● INPUT FOR THIS TASK
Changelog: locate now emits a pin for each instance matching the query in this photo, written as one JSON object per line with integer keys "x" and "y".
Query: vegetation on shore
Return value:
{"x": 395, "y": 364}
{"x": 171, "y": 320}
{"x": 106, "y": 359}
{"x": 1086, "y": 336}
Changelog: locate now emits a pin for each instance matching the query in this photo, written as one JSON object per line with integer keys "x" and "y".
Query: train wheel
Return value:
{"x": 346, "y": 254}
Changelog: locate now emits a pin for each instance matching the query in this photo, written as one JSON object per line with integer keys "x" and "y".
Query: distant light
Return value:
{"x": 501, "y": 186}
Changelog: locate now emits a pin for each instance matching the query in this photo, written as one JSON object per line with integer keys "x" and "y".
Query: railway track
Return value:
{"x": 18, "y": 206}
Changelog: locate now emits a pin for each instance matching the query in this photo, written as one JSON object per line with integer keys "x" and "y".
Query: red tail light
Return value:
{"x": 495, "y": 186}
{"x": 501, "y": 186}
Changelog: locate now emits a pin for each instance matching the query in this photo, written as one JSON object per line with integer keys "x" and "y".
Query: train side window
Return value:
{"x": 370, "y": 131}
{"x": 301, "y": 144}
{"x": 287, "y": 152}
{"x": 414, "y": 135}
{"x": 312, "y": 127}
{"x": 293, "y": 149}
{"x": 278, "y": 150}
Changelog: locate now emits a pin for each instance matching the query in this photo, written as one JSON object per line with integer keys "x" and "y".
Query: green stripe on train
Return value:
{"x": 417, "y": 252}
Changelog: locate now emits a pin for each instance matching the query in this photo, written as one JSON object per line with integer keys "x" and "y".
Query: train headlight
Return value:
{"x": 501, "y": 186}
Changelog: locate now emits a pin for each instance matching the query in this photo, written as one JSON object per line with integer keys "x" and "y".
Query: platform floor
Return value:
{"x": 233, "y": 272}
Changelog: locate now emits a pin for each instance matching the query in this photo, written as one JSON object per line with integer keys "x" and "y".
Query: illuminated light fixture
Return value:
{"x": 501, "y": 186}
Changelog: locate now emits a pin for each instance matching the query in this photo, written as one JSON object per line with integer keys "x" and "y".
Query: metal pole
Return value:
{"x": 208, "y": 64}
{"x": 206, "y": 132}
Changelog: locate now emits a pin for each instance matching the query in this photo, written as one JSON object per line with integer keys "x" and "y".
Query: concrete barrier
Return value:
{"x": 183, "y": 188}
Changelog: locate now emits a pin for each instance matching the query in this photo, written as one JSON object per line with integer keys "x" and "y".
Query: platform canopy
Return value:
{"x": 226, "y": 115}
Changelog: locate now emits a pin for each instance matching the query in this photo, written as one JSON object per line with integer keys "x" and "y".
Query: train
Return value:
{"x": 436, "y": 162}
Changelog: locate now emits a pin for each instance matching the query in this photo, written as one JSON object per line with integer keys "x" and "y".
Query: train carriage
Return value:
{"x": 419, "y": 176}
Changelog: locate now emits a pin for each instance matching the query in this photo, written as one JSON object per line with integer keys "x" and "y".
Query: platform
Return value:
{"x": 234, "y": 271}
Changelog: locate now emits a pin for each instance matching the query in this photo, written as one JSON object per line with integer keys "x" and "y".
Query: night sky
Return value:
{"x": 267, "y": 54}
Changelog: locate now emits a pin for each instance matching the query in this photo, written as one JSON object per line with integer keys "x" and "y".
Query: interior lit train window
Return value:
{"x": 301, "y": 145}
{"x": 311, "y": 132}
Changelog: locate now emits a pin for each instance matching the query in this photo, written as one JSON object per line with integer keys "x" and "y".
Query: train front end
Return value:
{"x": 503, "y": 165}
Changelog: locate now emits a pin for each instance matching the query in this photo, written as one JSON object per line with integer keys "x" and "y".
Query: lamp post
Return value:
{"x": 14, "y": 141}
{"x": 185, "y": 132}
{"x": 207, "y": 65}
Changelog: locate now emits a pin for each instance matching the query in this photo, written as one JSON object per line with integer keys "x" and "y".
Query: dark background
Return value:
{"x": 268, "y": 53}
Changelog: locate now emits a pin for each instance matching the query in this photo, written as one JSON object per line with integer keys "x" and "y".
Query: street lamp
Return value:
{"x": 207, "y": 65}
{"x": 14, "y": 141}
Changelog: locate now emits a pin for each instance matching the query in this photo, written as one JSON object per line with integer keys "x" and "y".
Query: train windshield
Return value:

● EXERCISE
All of the records must be retyped exactly as they are.

● FINAL ANSWER
Changelog: locate now emits a pin for each instance matching the query in this photo, written as one JSON object per line with integer keys "x" and "y".
Query: vegetation on shore
Return value:
{"x": 395, "y": 364}
{"x": 171, "y": 320}
{"x": 106, "y": 359}
{"x": 1086, "y": 336}
Changelog: locate now emits a pin for each instance matching the query in this photo, written as one JSON object per line with integer keys "x" and "y".
Query: train wheel
Return value:
{"x": 346, "y": 254}
Changelog: locate now emits a pin for each instance matching the query in this photo, written as one JSON object per line with integer keys "x" and "y".
Query: distant light
Return value:
{"x": 501, "y": 186}
Changelog: locate now emits a pin for each instance matching the query in this photo, written as one JSON object per line with integer keys "x" and "y".
Query: railway track
Return value:
{"x": 18, "y": 206}
Changelog: locate now emits a pin for each instance matching the query in this photo, written as one JSON object per line with integer keys "x" and "y".
Query: red tail light
Return value:
{"x": 495, "y": 186}
{"x": 501, "y": 186}
Changelog: locate now emits a pin for each instance matching the query in this photo, written as one JSON object per line with integer keys "x" and "y".
Query: train side window
Return value:
{"x": 370, "y": 131}
{"x": 301, "y": 144}
{"x": 287, "y": 152}
{"x": 414, "y": 135}
{"x": 312, "y": 127}
{"x": 293, "y": 149}
{"x": 278, "y": 150}
Changelog: locate now emits a pin for each instance matching the query in this photo, written as one JSON object per line with integer keys "x" and "y".
Query: green stripe on train
Return value:
{"x": 417, "y": 252}
Changelog: locate now emits a pin for each instance matching the query in this photo, written as one JSON object per line with integer keys "x" and "y".
Query: train headlight
Return value:
{"x": 501, "y": 186}
Changelog: locate now emits a pin for each instance matching the query in this photo, written as one JSON object per line with integer keys "x" and "y".
Query: platform floor
Return value:
{"x": 233, "y": 272}
Changelog: locate now emits a pin for each instance matching the query in this photo, written as one JSON object per line with integer keys "x" and "y".
Query: illuminated light fixture
Return value:
{"x": 501, "y": 186}
Changelog: locate now emits a pin for each instance matching the query in this photo, written as one JSON object per line with integer keys "x" and "y".
Query: metal pole
Return value:
{"x": 208, "y": 64}
{"x": 206, "y": 132}
Changelog: locate now emits a pin for each instance matching the query in this photo, written as one JSON object per line with integer keys "x" and "y".
Query: concrete barrier
Return value:
{"x": 183, "y": 188}
Changelog: locate now emits a pin for each instance matching the query in this photo, written as one JSON object per line with integer keys "x" and "y".
Query: platform canopy
Return value:
{"x": 226, "y": 115}
Changelog: locate now emits a pin for each instance matching the query in this photo, written as one JSON object per line with integer keys "x" and "y".
Query: train
Return value:
{"x": 436, "y": 162}
Changelog: locate now emits a pin for each instance matching the query in this photo, written as one JSON object per line with integer keys "x" and "y".
Query: train carriage
Return value:
{"x": 419, "y": 176}
Changelog: locate now emits a pin for each instance matching the query in this photo, written as one JSON object per line with integer keys "x" and "y".
Query: platform
Return value:
{"x": 234, "y": 271}
Changelog: locate now emits a pin for each instance matching the query in this photo, written as one JSON object per line with integer keys "x" and "y".
Query: night sky
Return value:
{"x": 267, "y": 54}
Changelog: locate now emits a pin for each instance matching the query in this photo, written as one JSON object per line with integer keys "x" and "y".
Query: interior lit train window
Return value:
{"x": 301, "y": 145}
{"x": 311, "y": 132}
Changelog: locate now emits a pin for each instance matching the query in this photo, written as one JSON object per line with integer keys "x" and "y".
Query: train front end
Return value:
{"x": 503, "y": 165}
Changelog: locate now emits a pin for each instance matching the query in this photo, written as one JSON object per line with integer keys "x" and "y".
Query: lamp post
Return value:
{"x": 14, "y": 141}
{"x": 185, "y": 132}
{"x": 207, "y": 65}
Changelog: locate now emits a pin for each instance matching the query in this photo, written as one JSON object per line with integer keys "x" and "y".
Query: dark background
Return value:
{"x": 268, "y": 53}
Changelog: locate now emits a pin for each instance matching the query in this photo, written as one JSON object per line with integer keys "x" and "y".
Query: street lamp
Return value:
{"x": 207, "y": 65}
{"x": 14, "y": 141}
Changelog: locate now emits a pin for each instance matching the query in this photo, written as one JSON object per line with integer keys "x" and "y".
Query: train windshield
Return value:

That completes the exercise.